== Records for this exercise ==
------------------------------------------------------------
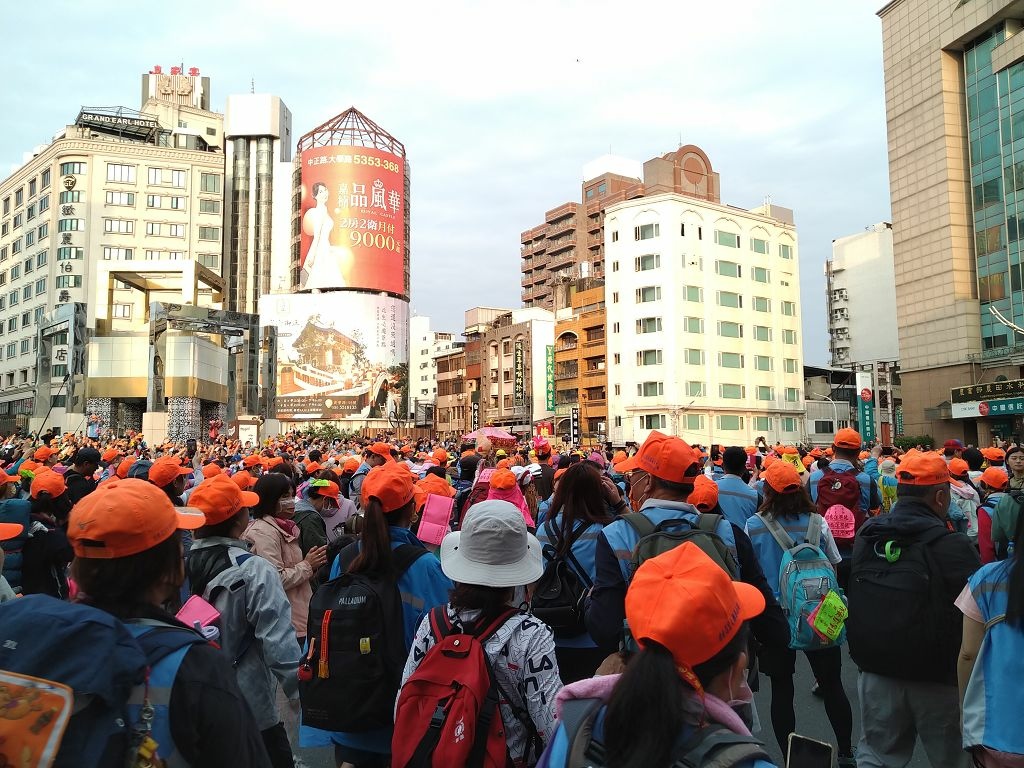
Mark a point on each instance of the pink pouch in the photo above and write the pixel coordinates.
(434, 521)
(197, 610)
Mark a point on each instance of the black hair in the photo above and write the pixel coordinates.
(120, 586)
(270, 487)
(579, 497)
(646, 712)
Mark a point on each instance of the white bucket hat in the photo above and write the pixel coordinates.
(494, 548)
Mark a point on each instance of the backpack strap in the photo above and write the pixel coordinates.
(717, 747)
(781, 537)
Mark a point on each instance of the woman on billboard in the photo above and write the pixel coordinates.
(325, 265)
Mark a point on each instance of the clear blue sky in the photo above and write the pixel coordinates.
(500, 107)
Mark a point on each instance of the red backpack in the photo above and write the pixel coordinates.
(841, 488)
(448, 713)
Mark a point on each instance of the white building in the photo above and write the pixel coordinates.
(860, 285)
(257, 199)
(702, 304)
(424, 346)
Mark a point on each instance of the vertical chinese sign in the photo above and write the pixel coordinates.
(549, 372)
(519, 374)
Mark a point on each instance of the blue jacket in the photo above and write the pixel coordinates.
(422, 587)
(18, 511)
(737, 500)
(585, 551)
(994, 697)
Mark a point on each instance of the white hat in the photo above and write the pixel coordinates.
(494, 548)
------------------------------------------------------------
== Prompt ==
Your task is to transcribe exactly the lines from the one with "Mark a point on each instance of the white hat" through the end of the data, both included, and nothing besides.

== Exercise response ==
Mark a point on each instance of the white hat in the photo above and write the pixel coordinates.
(494, 548)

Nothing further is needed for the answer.